We’re excited to share this episode of The CoLab Podcast with Lachy Gray of Yarno and how to engage with employees with online courses

17 Mar 2021 by Rocco Brudno

G’day Mates!

Welcome to The CoLab podcast. My name is Ryan Macpherson, CEO and Co-Founder of Coassemble, the online training platform revolutionizing how teams train. Today I’m joined by the Managing Director of Yarno, Lachy Gray. Today we’re going to talk about what Lachy sees in the future of online training, some current industry practices, and what role an online training platform has in onboarding remote employees. Let’s dive in, shall we?

About the CoLab Podcast

The CoLab Podcast is the best business training advice from experts in the field on sharing knowledge and growing teams successfully at scale. In each episode, host Ryan Macpherson will chat with guests about entrepreneurship, strategy, management, leadership, and the value of elevating the employee experience. Ryan will also share his insights on proven methods & strategies that helped teams grow.

## STATED TASK
Copy out the CoLab Podcast announcement above word for word, from start to end.

## MATERIAL SHOWN
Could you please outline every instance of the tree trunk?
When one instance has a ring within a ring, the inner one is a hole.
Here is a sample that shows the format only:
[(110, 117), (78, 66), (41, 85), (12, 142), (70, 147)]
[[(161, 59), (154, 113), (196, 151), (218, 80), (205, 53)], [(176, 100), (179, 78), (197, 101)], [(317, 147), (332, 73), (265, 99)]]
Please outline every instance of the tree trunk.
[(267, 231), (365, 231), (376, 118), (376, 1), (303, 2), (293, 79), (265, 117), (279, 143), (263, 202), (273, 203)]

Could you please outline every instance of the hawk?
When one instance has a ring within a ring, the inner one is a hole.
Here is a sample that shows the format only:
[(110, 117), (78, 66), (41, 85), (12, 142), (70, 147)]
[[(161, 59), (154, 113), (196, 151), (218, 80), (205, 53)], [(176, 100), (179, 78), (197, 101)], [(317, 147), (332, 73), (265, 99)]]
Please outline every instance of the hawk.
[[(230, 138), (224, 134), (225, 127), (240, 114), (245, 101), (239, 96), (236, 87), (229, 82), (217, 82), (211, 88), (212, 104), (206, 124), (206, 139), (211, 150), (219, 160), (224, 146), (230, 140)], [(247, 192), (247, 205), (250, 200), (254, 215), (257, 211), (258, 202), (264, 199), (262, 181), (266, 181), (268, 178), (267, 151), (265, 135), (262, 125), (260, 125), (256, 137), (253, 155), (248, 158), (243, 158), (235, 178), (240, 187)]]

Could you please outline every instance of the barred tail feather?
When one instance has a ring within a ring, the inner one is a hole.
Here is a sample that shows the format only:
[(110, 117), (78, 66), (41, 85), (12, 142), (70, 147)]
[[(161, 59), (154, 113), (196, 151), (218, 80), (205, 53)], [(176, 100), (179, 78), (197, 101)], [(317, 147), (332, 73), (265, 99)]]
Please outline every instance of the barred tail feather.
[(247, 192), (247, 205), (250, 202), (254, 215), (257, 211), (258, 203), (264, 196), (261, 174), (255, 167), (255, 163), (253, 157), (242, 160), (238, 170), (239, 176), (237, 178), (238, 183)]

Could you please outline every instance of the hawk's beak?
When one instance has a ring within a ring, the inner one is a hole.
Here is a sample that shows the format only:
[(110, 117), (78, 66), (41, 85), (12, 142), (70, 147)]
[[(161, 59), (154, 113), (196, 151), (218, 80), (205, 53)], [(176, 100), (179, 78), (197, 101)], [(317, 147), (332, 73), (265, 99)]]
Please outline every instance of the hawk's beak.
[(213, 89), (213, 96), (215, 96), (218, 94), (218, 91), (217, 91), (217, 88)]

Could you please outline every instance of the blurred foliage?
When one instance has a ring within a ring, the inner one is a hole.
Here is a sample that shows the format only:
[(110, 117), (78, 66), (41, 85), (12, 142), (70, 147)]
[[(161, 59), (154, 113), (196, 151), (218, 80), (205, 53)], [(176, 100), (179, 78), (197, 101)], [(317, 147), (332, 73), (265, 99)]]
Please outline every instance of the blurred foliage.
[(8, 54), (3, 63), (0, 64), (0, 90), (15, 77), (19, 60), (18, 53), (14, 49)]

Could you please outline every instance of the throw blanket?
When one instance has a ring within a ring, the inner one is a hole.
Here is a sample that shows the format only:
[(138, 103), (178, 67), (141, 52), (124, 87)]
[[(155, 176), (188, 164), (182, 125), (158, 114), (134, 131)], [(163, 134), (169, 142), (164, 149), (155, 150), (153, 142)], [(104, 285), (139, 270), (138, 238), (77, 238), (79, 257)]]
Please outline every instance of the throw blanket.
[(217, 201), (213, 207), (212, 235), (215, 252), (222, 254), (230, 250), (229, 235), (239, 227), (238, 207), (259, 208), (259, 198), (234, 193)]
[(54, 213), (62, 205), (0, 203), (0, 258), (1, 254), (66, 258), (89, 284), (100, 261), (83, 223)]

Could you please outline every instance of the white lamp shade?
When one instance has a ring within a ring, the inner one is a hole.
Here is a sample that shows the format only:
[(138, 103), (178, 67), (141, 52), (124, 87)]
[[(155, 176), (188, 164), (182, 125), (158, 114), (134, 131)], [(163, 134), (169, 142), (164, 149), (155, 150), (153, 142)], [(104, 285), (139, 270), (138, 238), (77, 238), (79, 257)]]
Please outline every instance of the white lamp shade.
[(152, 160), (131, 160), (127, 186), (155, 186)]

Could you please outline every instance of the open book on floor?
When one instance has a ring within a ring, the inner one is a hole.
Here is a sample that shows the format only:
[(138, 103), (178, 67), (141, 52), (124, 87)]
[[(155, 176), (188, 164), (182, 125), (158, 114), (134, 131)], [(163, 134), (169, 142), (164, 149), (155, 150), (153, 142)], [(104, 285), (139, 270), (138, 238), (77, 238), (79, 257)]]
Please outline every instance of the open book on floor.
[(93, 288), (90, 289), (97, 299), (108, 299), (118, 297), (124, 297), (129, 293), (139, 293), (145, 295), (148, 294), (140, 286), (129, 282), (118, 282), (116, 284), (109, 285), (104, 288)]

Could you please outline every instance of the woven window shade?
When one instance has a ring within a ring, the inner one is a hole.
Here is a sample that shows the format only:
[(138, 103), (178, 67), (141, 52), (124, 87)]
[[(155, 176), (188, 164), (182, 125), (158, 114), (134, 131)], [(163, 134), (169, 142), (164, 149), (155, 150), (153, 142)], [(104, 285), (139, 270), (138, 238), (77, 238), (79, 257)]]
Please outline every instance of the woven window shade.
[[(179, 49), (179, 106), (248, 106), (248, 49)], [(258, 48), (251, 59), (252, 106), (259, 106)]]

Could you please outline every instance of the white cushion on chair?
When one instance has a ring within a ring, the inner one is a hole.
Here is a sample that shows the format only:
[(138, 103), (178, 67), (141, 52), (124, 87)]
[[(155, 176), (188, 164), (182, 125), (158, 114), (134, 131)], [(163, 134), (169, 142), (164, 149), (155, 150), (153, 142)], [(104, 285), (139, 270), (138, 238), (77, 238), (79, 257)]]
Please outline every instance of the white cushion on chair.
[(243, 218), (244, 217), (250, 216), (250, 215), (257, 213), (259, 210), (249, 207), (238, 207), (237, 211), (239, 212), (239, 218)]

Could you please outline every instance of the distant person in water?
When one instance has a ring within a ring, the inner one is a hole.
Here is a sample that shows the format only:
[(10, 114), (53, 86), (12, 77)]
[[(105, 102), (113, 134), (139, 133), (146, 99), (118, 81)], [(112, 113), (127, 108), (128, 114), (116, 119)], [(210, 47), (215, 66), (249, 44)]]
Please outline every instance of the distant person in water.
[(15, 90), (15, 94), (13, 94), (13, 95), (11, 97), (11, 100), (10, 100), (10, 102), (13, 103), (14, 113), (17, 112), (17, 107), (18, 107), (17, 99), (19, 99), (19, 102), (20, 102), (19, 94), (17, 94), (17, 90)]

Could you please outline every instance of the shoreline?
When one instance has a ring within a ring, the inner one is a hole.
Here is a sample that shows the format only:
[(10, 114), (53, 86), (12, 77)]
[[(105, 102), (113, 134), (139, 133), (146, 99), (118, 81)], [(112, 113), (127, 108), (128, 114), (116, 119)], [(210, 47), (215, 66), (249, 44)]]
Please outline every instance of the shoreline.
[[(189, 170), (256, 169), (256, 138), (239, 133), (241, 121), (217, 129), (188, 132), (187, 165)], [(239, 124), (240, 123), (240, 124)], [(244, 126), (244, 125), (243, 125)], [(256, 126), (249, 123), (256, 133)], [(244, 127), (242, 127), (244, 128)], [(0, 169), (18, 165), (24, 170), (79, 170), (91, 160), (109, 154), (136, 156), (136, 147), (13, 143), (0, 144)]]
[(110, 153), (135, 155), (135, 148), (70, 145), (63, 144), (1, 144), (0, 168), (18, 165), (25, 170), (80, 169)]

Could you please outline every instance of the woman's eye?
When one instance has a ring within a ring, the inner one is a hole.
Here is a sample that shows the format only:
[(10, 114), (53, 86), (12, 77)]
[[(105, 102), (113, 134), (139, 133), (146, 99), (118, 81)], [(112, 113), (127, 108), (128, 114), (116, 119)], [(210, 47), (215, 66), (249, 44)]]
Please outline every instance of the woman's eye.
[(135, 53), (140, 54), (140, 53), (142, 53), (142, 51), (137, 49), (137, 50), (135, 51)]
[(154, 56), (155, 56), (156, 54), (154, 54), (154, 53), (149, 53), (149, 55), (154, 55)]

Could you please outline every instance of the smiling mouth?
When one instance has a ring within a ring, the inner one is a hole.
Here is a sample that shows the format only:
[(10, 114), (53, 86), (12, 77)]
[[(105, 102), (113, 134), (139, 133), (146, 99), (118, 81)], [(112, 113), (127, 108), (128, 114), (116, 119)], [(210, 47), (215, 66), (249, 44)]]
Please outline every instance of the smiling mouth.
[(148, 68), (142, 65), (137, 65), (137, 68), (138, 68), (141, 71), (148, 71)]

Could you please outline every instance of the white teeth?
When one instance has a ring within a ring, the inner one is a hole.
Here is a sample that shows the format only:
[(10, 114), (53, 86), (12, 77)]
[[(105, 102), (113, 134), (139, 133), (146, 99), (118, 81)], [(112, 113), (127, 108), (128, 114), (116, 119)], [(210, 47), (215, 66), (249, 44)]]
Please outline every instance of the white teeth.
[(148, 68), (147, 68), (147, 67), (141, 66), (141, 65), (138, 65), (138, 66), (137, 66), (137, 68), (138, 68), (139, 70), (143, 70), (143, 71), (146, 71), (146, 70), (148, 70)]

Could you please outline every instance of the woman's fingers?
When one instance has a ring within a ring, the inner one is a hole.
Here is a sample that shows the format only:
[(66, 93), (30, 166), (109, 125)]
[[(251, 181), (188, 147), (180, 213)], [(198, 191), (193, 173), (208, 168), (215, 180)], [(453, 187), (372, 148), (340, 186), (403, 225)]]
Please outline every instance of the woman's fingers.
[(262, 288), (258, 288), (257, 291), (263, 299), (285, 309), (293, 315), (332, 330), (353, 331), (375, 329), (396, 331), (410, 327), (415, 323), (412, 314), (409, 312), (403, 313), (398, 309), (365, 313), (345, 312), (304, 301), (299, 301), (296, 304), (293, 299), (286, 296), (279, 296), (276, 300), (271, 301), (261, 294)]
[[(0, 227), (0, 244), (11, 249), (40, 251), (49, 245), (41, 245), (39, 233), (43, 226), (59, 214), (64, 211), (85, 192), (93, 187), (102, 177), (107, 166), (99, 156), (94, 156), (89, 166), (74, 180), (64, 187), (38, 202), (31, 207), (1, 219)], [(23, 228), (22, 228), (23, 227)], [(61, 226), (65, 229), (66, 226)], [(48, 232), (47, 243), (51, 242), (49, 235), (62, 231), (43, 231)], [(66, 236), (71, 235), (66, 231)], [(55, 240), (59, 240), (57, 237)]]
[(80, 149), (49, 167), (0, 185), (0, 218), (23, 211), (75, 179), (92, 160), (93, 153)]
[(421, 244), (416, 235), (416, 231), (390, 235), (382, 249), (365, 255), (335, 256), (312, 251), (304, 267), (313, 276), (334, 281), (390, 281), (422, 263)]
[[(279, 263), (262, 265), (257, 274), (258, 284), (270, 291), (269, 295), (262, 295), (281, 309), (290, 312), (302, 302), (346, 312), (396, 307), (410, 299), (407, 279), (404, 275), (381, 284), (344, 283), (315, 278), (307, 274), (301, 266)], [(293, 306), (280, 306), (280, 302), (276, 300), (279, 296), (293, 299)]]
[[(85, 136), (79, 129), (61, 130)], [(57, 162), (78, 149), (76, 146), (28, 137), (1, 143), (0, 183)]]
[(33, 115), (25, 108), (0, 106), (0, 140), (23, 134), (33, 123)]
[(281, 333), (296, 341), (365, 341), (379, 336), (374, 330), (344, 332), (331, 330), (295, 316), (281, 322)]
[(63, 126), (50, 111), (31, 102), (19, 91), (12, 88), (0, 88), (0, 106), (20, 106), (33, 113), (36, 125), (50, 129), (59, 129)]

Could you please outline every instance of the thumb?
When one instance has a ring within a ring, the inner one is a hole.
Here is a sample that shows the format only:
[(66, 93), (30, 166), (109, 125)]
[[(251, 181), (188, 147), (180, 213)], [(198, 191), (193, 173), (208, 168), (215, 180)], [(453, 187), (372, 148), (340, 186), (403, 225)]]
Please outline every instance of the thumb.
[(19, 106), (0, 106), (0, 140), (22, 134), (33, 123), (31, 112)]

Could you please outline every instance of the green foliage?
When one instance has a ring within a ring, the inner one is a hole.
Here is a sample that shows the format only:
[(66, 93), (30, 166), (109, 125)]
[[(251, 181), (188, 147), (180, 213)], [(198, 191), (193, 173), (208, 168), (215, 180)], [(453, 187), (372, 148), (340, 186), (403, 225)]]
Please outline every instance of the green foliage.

## WRITTEN RESPONSE
We’re excited to share this episode of The CoLab Podcast with Lachy Gray of Yarno and how to engage with employees with online courses

17 Mar 2021 by Rocco Brudno

G’day Mates!

Welcome to The CoLab podcast. My name is Ryan Macpherson, CEO and Co-Founder of Coassemble, the online training platform revolutionizing how teams train. Today I’m joined by the Managing Director of Yarno, Lachy Gray. Today we’re going to talk about what Lachy sees in the future of online training, some current industry practices, and what role an online training platform has in onboarding remote employees. Let’s dive in, shall we?

About the CoLab Podcast

The CoLab Podcast is the best business training advice from experts in the field on sharing knowledge and growing teams successfully at scale. In each episode, host Ryan Macpherson will chat with guests about entrepreneurship, strategy, management, leadership, and the value of elevating the employee experience. Ryan will also share his insights on proven methods & strategies that helped teams grow.